-- begin Quoted passage --
Package Development Workflow

  1. Setup: Use usethis::create_package()
  2. Add functions: Place in R/ directory
  3. Document: Use roxygen2 comments
  4. Test: Write tests in tests/testthat/
  5. Check: Run devtools::check()
  6. Build: Use devtools::build()
  7. Install: Use devtools::install()

Key usethis Functions

# Initial setup
usethis::create_package("mypackage")
usethis::use_git()
usethis::use_mit_license()

# Add dependencies
usethis::use_package("dplyr")
usethis::use_package("testthat", "Suggests")

# Add infrastructure
usethis::use_readme_md()
usethis::use_news_md()
usethis::use_testthat()

# Add files
usethis::use_r("my_function")
usethis::use_test("my_function")
-- end Quoted passage --
(Stated problem 1)
In the package development notes, write out everything from "6. Build: Use" down to "usethis::use_git()".
(Stated problem 2)
According to the package development notes, what are the two usethis::use_package() calls for? Answer in one to three sentences.
(Stated problem 3)
Carry on the package development notes from the last line shown.
-- begin Entries shown --
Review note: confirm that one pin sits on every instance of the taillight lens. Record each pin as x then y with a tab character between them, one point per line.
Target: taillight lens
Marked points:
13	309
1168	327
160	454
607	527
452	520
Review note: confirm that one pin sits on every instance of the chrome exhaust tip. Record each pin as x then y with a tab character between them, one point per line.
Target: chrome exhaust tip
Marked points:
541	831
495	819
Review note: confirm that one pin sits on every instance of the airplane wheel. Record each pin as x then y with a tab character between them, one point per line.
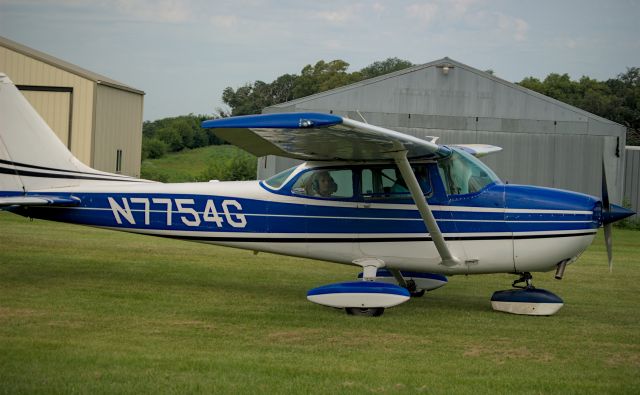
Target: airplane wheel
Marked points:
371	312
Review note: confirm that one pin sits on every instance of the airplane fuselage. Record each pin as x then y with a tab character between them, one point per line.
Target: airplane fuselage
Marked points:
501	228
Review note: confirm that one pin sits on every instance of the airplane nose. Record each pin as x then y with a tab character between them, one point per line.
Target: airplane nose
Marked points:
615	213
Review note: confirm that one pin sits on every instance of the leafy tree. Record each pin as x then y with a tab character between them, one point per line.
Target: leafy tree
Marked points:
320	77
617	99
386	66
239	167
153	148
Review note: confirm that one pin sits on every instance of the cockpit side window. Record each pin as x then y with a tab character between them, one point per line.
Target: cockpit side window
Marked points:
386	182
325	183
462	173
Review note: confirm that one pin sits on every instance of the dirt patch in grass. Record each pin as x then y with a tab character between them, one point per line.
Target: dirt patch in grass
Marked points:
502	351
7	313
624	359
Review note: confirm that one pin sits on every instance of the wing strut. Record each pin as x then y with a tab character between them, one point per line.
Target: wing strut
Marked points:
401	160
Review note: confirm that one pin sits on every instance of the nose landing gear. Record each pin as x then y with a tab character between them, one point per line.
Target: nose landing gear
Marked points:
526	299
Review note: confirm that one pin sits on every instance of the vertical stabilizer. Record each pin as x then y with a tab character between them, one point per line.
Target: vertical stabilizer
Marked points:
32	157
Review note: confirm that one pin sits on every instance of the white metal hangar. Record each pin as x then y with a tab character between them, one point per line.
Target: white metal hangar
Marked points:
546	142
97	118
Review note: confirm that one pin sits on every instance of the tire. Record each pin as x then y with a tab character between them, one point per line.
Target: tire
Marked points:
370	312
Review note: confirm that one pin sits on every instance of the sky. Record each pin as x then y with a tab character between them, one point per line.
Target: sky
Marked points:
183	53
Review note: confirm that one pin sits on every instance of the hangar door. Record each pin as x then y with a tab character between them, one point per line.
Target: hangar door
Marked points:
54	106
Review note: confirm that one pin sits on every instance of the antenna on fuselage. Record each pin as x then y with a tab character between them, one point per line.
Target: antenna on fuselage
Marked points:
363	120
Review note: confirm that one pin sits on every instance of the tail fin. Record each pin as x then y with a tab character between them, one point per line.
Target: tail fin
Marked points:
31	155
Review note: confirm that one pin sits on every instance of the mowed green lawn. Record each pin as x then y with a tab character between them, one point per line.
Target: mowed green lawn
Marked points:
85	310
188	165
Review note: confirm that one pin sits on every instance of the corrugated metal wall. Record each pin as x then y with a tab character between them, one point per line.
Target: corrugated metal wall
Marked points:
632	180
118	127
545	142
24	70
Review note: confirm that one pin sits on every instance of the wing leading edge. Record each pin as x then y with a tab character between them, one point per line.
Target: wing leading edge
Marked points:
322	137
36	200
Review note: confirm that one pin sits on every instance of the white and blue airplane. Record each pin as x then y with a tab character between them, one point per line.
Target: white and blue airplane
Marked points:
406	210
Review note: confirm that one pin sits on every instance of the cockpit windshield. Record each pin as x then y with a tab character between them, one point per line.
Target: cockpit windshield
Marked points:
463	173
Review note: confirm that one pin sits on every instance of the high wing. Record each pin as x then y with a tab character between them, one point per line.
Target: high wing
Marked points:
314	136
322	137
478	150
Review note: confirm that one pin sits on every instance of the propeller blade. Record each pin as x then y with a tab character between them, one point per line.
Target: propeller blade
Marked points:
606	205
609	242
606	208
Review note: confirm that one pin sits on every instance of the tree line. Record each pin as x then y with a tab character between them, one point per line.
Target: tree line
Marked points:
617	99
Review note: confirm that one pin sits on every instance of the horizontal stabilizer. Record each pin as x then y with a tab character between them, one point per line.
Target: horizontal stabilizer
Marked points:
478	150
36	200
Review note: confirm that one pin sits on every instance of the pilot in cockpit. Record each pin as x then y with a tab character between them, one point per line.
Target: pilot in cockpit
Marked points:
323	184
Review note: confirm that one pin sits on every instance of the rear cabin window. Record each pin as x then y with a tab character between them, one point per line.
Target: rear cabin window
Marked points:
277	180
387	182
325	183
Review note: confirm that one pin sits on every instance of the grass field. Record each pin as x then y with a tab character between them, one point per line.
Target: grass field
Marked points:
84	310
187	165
-- end Entries shown --
-- begin Entries shown --
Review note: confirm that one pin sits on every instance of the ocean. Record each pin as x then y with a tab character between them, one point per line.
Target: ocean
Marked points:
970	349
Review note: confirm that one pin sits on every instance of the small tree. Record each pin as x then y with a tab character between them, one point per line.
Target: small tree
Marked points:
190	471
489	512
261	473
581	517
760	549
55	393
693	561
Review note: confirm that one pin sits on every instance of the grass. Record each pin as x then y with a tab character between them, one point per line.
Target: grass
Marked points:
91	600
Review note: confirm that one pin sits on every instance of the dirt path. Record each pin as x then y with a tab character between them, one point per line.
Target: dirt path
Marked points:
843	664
-- end Entries shown --
(Task result 1)
6. Build: Use devtools::build()
  7. Install: Use devtools::install()

Key usethis Functions

# Initial setup
usethis::create_package("mypackage")
usethis::use_git()

(Task result 2)
They add dependencies to the package, since they appear under the comment "# Add dependencies." The first adds dplyr, and the second adds testthat as a "Suggests" dependency.

(Task result 3)
usethis::use_vignette("introduction")

Common Pitfalls

What to Avoid

# Don't use library() in packages
# Use Imports in DESCRIPTION instead

# Don't use source()
# Use proper function dependencies

# Don't use attach()
# Always use explicit :: notation

# Don't modify global options without restoring
old <- options(stringsAsFactors = FALSE)
on.exit(options(old), add = TRUE)

# Don't use setwd()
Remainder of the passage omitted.